---- Text passage

It dawned on me while talking to a friend at work today that I haven’t done a great job at continuing to share exactly why it is I started Richmondmom.com.
After five years it’s easy to forget sometimes but I need to tell you this story so you can tell it over and over again so it doesn’t happen to anyone else, ever.
Long story short: my daughter at four weeks old ended up in the ER with severe skull fractures. I felt like a failure. Even after having three kids. I thought I knew what I was doing.
Drawing on my inner English-major from Penn State, I sat in a chair next to her tiny body in a bed (that looked like a pitiful, stark baby crib with giant rails) at MCV (now Children’s Hospital of Richmond at MCV) in 2007 and began to scrawl out our story so that it wouldn’t happen to anyone else.
Long story not short: I hadn’t strapped her into her carseat as she lay swaddled on our kitchen island because, I thought, at four weeks old and sleeping soundly where would she go? She was near me and the boys were on the other side in their stools and I wanted to be able to see her. I made lunch for my two boys and turned to the microwave and seconds later I turned to heard hear screeching and the island was empty except for the boys’ plates.
When I was in the ambulance, hysterical, the sweeet, young EMT’s told me that this happens all the time–babies, toddlers, kids fall all the time from all kinds of places: stairs, couches, beds, and yes, islands. That didn’t seem to help the fact that I felt like a huge loser who put my daughter in danger because I wanted to see her and wasn’t thinking through the risks of having her car seat on that island with no buckles secured.
Two days we stayed together in that hospital room, she in the bed and me in the chair next to her.
Two nights the nurses were so sweet they let me crawl into the tiny bed with her (which wasn’t really allowed, but they looked the other way) because I just wanted to be close to her, hear her breathing, reassure her that I loved her and that I never meant for this to happen. I nursed her and held her and watched her breathe and looked under her tiny hat at her bruises and swollen little head and prayed to God that she would be alright.
MRI. IV. Another MRI. Blood samples. Temperature. Poking. Prodding. Shining lights in eyes and reflexes and temperature and reassuring nurses that it would be alright, it would be alright, there was no vomiting and she was eating and sleeping.
I remember laying my hand on her little body and trying to negotiate with God if you just please let her be okay, you can do anything you want to me. She is perfect and innocent–she is a tiny infant and I have had a wonderful life and if you just let her be okay, I’ll give up anything. As if God entertains such bargains.
Six months later, when the amazing neurosurgeon Dr. Tye reassured us that she was just fine, her skull fractures were healed and she was flourishing I found myself with a cool domain name and a website, neither of which I really understood but both of which for I was grateful.
The term “mommy blog” was a vague concept to me and, as a corporate gal, it was a world into which I started to dip my toe and ended up doing the Nestea plunge. And yes, I realize I’m aging myself with that reference.
Parents need to talk about this stuff. Not just successes and milestones but the stuff that scares the shit out of us and makes us prematurely gray did we not color our hair.
Parents need each other without judgements and with piles of support and learning and reading and improving every single day because the truth is, none of us starts out knowing what we’re doing.
Thank you so much for taking the time to read this and please share this, and any other story here that can help someone else.
After all, the hospitals don’t send these darling little creatures home with instruction books detailed enough for real life, and real life is what we’re all living with them every single day.

--------

[Problem to work on] According to the post about the founding of Richmondmom.com, how old was the author's daughter when she was taken to the ER with skull fractures?

---- Given records

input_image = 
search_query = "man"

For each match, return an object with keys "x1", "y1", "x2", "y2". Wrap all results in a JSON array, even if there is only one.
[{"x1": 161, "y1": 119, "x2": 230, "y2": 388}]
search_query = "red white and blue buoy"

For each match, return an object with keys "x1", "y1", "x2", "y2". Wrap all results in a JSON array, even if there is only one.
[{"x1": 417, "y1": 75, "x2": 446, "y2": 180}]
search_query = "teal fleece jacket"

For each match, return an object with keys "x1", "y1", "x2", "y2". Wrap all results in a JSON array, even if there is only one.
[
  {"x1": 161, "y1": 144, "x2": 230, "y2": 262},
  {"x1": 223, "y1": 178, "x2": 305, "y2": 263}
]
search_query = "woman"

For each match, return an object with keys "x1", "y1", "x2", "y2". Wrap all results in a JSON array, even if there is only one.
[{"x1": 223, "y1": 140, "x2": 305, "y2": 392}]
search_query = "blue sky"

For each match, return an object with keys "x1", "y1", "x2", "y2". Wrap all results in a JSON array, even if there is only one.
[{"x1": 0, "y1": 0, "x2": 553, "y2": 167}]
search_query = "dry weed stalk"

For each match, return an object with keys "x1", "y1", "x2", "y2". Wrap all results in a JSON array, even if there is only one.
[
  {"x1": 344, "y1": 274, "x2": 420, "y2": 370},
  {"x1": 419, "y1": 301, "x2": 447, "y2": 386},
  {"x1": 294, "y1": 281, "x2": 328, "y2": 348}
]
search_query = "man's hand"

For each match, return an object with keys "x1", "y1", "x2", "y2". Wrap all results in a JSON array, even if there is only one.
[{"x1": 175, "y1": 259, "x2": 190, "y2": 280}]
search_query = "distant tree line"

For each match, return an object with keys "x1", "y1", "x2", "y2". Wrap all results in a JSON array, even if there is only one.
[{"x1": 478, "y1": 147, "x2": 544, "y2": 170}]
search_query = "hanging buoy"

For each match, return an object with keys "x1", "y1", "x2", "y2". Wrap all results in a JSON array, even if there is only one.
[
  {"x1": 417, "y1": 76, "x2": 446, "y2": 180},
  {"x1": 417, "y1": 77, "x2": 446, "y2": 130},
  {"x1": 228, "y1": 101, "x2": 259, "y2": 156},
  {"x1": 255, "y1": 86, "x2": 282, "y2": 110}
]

--------

[Solution] She was four weeks old.